Discography / Stage Fright
Stage Fright
Released August 17, 1970, on Capitol Records. Produced by the group themselves for the first time, engineered by Todd Rundgren, recorded live on the empty stage of the Woodstock Playhouse. The full story is covered in Stage Fright & Cahoots (1970–1971); this page covers the record itself.
Track listing
| Side | Track | Writer(s) | Lead vocal |
|---|---|---|---|
| A | Strawberry Wine | Robertson, Helm | Helm |
| A | Sleeping | Robertson, Manuel | Manuel |
| A | Time to Kill | Robbie Robertson | Danko |
| A | Just Another Whistle Stop | Robertson, Manuel | Manuel |
| A | All La Glory | Robbie Robertson | Helm |
| B | The Shape I'm In | Robbie Robertson | Manuel |
| B | The Rumor | Robbie Robertson | Danko, Helm, Manuel |
| B | Stage Fright | Robbie Robertson | Danko |
| B | Daniel and the Sacred Harp | Robbie Robertson | Helm |
| B | The W.S. Walcott Medicine Show | Robbie Robertson | Helm |
Robertson originally wrote the title track for Manuel to sing, then reassigned it to Danko once it became clear the song suited what one biographer called Danko's nervous, tremulous voice better.
Personnel
- Rick Danko: bass, vocals
- Levon Helm: drums, vocals
- Garth Hudson: organ, piano, saxophone, synthesizer
- Richard Manuel: piano, vocals
- Robbie Robertson: guitar, vocals
- John Simon: trombone (one track only; the band's first album self-produced without him)

------

• _Your objective_:
Please resume the discography entry on the album Stage Fright, picking up right after its last line. The data that follows plays no part here.

• _Source information_:
------

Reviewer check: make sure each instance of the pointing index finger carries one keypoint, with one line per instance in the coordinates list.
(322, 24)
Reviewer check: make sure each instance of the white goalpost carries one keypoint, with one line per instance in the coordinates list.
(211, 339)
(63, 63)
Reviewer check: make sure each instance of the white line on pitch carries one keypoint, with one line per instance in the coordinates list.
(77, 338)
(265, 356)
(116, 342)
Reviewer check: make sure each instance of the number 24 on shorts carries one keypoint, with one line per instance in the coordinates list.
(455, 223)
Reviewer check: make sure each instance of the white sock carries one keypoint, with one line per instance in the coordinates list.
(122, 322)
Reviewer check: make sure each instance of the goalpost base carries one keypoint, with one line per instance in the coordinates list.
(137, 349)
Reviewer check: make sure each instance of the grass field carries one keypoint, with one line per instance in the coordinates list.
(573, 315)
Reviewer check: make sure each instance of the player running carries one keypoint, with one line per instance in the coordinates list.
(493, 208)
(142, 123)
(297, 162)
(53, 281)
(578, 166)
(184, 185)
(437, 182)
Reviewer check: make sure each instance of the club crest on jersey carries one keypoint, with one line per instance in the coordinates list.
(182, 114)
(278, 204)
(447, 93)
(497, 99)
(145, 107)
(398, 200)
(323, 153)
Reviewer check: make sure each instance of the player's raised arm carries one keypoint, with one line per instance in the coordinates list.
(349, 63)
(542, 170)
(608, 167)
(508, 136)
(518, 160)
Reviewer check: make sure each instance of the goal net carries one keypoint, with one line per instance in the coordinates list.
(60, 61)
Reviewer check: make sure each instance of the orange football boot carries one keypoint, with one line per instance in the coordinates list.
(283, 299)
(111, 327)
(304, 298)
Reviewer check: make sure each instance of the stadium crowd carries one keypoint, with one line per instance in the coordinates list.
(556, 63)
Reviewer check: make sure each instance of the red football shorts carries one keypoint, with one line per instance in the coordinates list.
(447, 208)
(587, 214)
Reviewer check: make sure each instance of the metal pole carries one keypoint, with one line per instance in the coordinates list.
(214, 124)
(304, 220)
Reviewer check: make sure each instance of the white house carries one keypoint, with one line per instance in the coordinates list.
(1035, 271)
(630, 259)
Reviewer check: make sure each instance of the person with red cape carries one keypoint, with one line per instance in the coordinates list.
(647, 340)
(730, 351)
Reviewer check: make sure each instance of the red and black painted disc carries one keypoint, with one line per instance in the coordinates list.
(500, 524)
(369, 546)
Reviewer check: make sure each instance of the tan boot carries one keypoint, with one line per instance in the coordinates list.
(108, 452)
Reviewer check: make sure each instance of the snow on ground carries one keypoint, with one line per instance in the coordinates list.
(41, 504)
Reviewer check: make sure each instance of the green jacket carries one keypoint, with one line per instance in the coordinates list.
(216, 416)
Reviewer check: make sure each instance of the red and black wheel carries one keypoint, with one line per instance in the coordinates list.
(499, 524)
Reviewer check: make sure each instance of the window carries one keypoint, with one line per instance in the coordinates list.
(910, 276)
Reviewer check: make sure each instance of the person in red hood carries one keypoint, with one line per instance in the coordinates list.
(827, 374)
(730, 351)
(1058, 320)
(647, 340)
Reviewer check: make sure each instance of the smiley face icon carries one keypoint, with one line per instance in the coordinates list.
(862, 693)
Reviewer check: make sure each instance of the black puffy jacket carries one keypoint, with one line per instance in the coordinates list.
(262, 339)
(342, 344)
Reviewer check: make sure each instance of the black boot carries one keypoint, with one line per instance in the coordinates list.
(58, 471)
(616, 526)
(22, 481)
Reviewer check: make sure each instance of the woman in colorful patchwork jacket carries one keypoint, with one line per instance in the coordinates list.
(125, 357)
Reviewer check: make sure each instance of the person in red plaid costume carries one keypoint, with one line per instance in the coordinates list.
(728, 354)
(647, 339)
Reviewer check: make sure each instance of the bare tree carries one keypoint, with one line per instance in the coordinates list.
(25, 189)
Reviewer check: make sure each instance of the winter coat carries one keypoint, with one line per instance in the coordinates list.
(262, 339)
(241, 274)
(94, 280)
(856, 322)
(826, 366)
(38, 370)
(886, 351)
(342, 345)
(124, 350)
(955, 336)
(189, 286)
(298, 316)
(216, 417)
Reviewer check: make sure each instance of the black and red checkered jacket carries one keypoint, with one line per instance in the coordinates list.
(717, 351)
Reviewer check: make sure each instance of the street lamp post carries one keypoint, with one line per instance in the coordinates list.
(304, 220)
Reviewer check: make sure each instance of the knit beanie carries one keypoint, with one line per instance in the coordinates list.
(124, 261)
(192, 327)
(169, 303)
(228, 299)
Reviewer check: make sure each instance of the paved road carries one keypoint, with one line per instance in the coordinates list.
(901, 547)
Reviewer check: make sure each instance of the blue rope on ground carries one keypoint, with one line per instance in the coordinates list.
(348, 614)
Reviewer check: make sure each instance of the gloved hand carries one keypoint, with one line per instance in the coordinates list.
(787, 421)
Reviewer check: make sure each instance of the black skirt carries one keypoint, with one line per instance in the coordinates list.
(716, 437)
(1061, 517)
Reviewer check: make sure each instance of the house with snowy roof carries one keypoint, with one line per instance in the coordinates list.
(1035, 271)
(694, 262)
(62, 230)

------

• _Answer to this exercise_:
Chart performance
Peaked at No. 5 on the Billboard albums chart, the best chart placement the Band ever achieved, and went gold. A commercial high point that arrived alongside a genuinely difficult recording process.
Critical standing
Reviews at the time were more mixed than for the first two albums; Rolling Stone's John Burks felt it lacked their glory. Later critical opinion has been considerably warmer: Q's John Bauldie called it possibly their greatest record, and AllMusic praised its "nakedly confessional" turn away from the group's earlier character-study songwriting.
Notes on the mix
Two competing mixes were made in London in 1970, one by Rundgren at Trident Studios, one by Glyn Johns at Island Studios, and for decades afterward nobody involved, including the two engineers, could say with confidence which mix had ended up on which pressing. Robertson, dissatisfied with the original release for years, produced a new mix and running order for the album's 50th anniversary in 2020, which he has said reflects what he'd originally intended before internal politics affected the sequencing.